**Do this**
Write the data from its start up to and including the line with "point(308, 50)" as a two-column CSV with columns instruction and response. Give one row per answer: the text before it in one quoted field and the answer in another, with line breaks turned into spaces and the picture left out.

**Extracted records**
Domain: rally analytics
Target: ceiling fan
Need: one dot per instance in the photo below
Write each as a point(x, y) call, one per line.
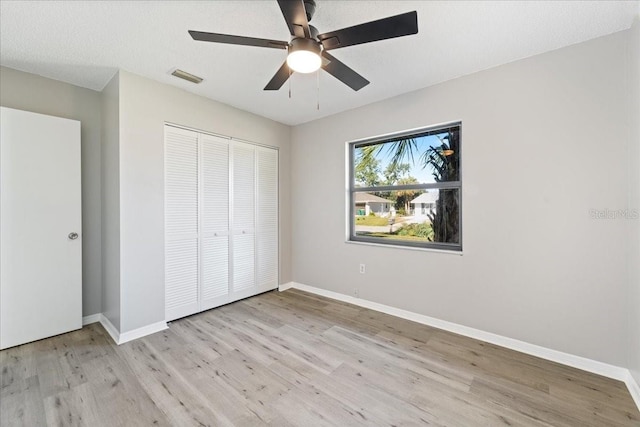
point(308, 50)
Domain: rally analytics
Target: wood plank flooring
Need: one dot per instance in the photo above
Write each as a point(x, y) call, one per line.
point(296, 359)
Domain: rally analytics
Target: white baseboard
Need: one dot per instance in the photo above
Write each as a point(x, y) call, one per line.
point(143, 331)
point(111, 330)
point(285, 286)
point(121, 338)
point(634, 389)
point(589, 365)
point(92, 318)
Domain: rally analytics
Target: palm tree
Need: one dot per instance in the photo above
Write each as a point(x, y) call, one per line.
point(444, 162)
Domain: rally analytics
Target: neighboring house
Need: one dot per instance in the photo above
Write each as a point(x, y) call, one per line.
point(425, 203)
point(367, 203)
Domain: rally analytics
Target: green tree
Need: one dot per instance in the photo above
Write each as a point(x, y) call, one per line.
point(443, 160)
point(367, 168)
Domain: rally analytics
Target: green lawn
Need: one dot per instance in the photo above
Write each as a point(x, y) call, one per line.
point(371, 220)
point(390, 236)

**The result**
instruction,response
"Domain: rally analytics Target: ceiling fan Need: one dot per instance in the photo below Write each as a point(x, y) call, one per line.","point(308, 50)"